> _Instructions for the task_
In the data below, locate each line with the word "instance" and list it.

(Stored items)
————————

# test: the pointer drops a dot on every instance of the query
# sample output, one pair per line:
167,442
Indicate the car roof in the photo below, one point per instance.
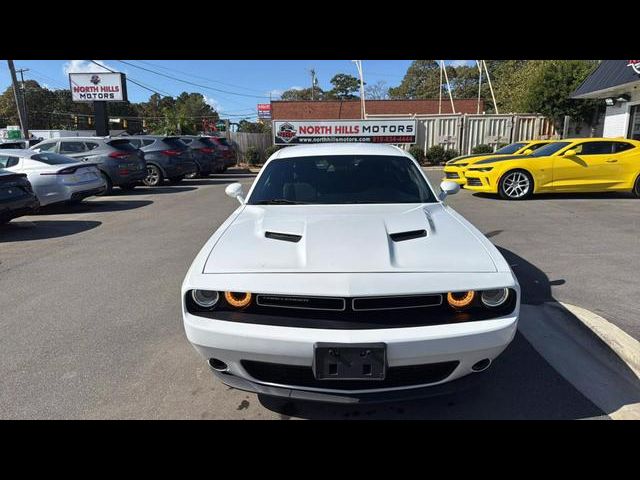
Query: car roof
340,149
18,152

————————

> _Response area_
# test: the pointer drops a dot on every instance of the query
Indicate the car roof in the photo below, one point per instance.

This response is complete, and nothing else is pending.